__LISTED RECORDS__
Start of Block

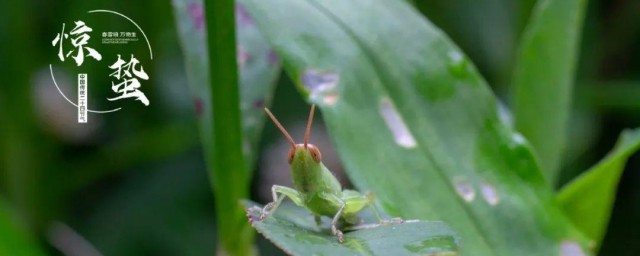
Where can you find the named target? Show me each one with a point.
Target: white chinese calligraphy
(79, 41)
(129, 87)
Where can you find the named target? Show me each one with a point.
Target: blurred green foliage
(136, 185)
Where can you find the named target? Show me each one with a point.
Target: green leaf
(414, 122)
(296, 233)
(230, 116)
(543, 79)
(15, 240)
(588, 199)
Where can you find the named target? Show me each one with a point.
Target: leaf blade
(228, 106)
(543, 79)
(398, 112)
(292, 230)
(589, 198)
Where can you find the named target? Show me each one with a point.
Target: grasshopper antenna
(308, 131)
(286, 134)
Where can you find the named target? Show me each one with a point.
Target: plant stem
(227, 168)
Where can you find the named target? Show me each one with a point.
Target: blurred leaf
(543, 79)
(222, 107)
(14, 239)
(259, 68)
(414, 122)
(589, 198)
(165, 208)
(297, 234)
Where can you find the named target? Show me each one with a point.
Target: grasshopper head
(303, 152)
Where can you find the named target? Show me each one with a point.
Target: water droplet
(518, 139)
(322, 86)
(457, 63)
(196, 13)
(438, 245)
(489, 194)
(394, 121)
(198, 106)
(311, 239)
(242, 56)
(464, 189)
(571, 248)
(504, 114)
(273, 57)
(242, 16)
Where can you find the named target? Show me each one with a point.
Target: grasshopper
(316, 188)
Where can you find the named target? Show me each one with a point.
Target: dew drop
(489, 194)
(273, 57)
(571, 248)
(438, 245)
(464, 189)
(394, 121)
(198, 106)
(457, 63)
(322, 86)
(242, 16)
(518, 139)
(242, 56)
(196, 13)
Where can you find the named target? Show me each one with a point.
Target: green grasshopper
(316, 189)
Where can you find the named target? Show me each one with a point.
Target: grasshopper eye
(291, 153)
(315, 153)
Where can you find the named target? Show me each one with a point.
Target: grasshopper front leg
(284, 192)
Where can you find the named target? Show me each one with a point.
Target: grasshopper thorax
(308, 149)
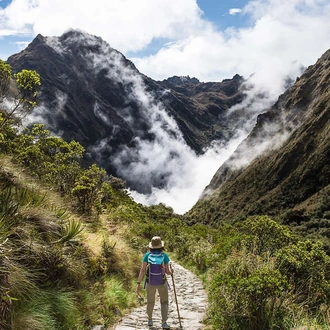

End of Block

__WHAT IS BEING ASKED__
Everything above except the pictures needs to be reproduced exactly.

__OUTPUT OF THE EXERCISE__
Where can you find the named target? Show me each one with a point.
Target: white chinese calligraphy
(79, 41)
(129, 87)
Where can you find the named target? Show me each one with a point.
Target: blurred green foliage
(136, 185)
Where can you find the named target? Show me each one with a point.
Target: green leaf
(414, 122)
(296, 233)
(230, 116)
(543, 79)
(15, 240)
(588, 199)
Where can you find the named target? Show me each one with a point.
Target: leaf blade
(228, 106)
(543, 79)
(398, 112)
(292, 230)
(589, 198)
Where can you find the named target? Show me each one with a point.
Target: grasshopper antenna
(308, 131)
(286, 134)
Where can you find the named target? Show me each one with a point.
Target: plant stem
(227, 168)
Where can you find the named target? Show me each one with a point.
Target: blurred leaf
(543, 79)
(222, 107)
(14, 239)
(259, 68)
(414, 122)
(589, 198)
(165, 208)
(297, 234)
Where can you find the named target? Show me each one with a point.
Target: grasshopper head
(303, 152)
Where can you find the named target? Show me each one with a point.
Target: water droplet
(518, 139)
(322, 86)
(457, 63)
(196, 13)
(438, 245)
(489, 194)
(394, 121)
(198, 106)
(311, 239)
(242, 56)
(464, 189)
(571, 248)
(504, 114)
(273, 57)
(242, 16)
Where can you find the named target? Show me each one with a point.
Target: grasshopper
(316, 188)
Where can you find the named target? Show me each one with a point.
Target: dew drop
(489, 194)
(273, 57)
(571, 248)
(438, 245)
(464, 189)
(394, 121)
(198, 106)
(457, 63)
(322, 86)
(242, 16)
(518, 139)
(242, 56)
(196, 13)
Where can you find the named target? Show me each one with a point.
Target: green grasshopper
(316, 189)
Where can you find the named target? Show me each one with a point.
Target: grasshopper eye
(291, 153)
(315, 153)
Where can you find the named target? Show me each one with a point.
Target: grasshopper front leg
(284, 192)
Where can you find the named target? Show me each one with a point.
Target: grasshopper thorax
(308, 149)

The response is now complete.